> _Stated goal 1_
In the CPU performance passage, by how much did the E-cores raise the M1's SPECint score compared with its 4 P-cores alone?
> _Stated goal 2_
Please sum up the CPU performance passage in two sentences.

> _Passage_
CPU MT Performance: A Real Monster

What’s more interesting than ST performance, is MT performance. With 8 performance cores and 2 efficiency cores, this is now the largest iteration of Apple Silicon we’ve seen.

As a prelude into the scores, I wanted to remark some things on the previous smaller M1 chip. The 4+4 setup on the M1 actually resulted that a significant chunk of the MT performance being enabled by the E-cores, with the SPECint score in particular seeing a +33% performance boost versus just the 4 P-cores of the system. Because the new M1 Pro and Max have 2 less E-cores, just assuming linear scaling, the theoretical peak of the M1 Pro/Max should be +62% over the M1. Of course, the new chips should behave better than linear, due to the better memory subsystem.

In the detailed scores I’m showcasing the full 8+2 scores of the new chips, and later we’ll talk about the 8 P scores in context. I hadn’t run the MT scores of the new Fortran compiler set on the M1 and some numbers will be missing from the charts because of that reason.

SPECint2017 Rate-N Estimated Scores

Looking at the data – there’s very evident changes to Apple’s performance positioning with the new 10-core CPU. Although, yes, Apple does have 2 additional cores versus the 8-core 11980HK or the 5980HS, the performance advantages of Apple’s silicon is far ahead of either competitor in most workloads. Again, to reiterate, we’re comparing the M1 Max against Intel’s best of the best, and also nearly AMD’s best (The 5980HX has a 45W TDP).

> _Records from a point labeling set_
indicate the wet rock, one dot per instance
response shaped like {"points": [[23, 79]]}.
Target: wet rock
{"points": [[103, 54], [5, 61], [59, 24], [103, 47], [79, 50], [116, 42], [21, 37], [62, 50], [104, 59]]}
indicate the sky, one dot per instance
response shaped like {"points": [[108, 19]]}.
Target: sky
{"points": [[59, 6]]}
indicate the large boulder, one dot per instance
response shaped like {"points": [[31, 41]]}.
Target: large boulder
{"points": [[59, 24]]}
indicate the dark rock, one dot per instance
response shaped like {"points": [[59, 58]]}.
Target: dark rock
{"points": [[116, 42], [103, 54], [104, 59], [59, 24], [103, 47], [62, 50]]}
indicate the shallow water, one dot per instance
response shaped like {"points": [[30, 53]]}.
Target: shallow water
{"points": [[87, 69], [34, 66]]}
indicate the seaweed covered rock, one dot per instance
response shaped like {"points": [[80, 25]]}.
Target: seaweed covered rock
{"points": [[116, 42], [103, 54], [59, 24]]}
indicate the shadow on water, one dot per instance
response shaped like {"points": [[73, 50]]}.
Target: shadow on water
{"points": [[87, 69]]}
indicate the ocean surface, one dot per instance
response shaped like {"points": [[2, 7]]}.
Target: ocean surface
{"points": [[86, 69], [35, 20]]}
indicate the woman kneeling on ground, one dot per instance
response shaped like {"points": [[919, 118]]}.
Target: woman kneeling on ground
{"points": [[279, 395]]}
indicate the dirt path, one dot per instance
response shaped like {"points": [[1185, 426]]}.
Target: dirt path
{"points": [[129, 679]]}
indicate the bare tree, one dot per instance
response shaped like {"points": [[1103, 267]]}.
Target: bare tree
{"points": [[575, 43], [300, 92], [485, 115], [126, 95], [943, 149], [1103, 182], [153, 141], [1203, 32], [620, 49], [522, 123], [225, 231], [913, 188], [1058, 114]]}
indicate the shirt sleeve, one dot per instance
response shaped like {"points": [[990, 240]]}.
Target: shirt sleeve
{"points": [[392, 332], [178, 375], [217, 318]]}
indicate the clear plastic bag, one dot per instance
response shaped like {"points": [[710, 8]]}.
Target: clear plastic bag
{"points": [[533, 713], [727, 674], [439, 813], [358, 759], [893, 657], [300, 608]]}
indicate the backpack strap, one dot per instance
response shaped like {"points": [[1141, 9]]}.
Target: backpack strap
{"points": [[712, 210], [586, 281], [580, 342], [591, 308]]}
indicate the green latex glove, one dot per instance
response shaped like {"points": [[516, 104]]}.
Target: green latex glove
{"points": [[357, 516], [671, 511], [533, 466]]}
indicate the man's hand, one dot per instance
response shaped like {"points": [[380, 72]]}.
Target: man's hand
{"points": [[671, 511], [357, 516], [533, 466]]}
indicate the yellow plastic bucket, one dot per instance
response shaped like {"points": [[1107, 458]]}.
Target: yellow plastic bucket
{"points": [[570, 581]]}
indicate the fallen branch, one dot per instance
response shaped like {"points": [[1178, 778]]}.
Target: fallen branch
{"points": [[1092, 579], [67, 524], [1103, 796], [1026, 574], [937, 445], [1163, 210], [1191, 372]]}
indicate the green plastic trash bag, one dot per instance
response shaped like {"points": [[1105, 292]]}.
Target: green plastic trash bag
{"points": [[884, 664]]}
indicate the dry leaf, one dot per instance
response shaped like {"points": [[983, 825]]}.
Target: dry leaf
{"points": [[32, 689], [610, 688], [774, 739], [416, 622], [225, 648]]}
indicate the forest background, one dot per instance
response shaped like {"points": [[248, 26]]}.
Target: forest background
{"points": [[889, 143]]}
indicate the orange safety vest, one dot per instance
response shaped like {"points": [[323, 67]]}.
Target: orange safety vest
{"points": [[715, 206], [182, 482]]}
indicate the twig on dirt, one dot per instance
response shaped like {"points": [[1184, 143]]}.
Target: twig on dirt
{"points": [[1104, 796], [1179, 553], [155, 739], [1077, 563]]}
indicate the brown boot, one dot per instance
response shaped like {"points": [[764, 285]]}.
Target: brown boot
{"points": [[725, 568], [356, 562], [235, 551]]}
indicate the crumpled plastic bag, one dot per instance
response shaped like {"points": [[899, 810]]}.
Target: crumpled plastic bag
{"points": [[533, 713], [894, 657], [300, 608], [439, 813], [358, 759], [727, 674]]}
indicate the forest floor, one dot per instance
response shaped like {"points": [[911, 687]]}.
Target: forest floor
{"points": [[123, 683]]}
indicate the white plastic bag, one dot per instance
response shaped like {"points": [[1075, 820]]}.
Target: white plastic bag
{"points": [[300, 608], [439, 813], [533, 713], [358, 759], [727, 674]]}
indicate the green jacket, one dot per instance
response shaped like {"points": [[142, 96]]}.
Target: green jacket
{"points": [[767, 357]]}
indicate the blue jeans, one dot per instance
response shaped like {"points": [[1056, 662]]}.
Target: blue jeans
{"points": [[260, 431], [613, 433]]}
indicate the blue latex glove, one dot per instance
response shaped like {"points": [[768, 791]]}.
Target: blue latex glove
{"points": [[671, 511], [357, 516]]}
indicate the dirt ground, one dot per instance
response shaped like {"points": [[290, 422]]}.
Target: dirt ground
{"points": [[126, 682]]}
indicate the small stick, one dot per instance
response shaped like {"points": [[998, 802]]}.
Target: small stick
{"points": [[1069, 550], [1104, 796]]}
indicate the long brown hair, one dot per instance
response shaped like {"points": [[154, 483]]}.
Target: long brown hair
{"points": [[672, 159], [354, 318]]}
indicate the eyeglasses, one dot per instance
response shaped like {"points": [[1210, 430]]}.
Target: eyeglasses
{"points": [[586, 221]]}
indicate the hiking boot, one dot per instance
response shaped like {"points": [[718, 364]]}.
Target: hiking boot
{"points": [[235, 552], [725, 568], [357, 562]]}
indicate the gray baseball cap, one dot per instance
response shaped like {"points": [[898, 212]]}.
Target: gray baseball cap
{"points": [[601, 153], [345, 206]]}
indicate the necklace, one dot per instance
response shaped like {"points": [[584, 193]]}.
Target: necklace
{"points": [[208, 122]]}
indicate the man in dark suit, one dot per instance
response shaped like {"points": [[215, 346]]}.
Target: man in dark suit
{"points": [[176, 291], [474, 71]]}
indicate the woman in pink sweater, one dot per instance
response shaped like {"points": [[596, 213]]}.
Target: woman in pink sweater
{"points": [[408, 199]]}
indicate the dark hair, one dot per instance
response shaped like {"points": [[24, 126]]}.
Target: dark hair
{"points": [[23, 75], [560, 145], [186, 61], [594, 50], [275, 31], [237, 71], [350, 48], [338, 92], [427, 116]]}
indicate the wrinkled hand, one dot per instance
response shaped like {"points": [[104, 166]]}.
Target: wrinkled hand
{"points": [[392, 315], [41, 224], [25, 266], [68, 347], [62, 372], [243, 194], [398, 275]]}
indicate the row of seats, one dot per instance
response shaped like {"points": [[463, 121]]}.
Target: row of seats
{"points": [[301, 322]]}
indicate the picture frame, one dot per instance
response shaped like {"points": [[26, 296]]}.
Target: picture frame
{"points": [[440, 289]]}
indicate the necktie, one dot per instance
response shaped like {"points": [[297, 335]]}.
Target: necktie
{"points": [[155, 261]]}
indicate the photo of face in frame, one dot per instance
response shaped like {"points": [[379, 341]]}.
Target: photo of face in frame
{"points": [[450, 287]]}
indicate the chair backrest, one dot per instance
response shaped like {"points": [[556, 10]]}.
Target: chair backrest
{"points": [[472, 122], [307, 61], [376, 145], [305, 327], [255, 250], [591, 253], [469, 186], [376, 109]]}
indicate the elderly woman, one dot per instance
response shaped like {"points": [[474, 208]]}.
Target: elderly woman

> _Written answer 1_
By 33%.

> _Written answer 2_
With 8 performance cores and 2 efficiency cores, the M1 Pro and Max are the largest Apple Silicon chips yet, and linear scaling alone would put their theoretical peak 62% above the M1, with the better memory subsystem expected to push them beyond that. In the data, the 10-core chip is far ahead of Intel's 11980HK and AMD's 5980HS in most workloads, even allowing for its 2 extra cores.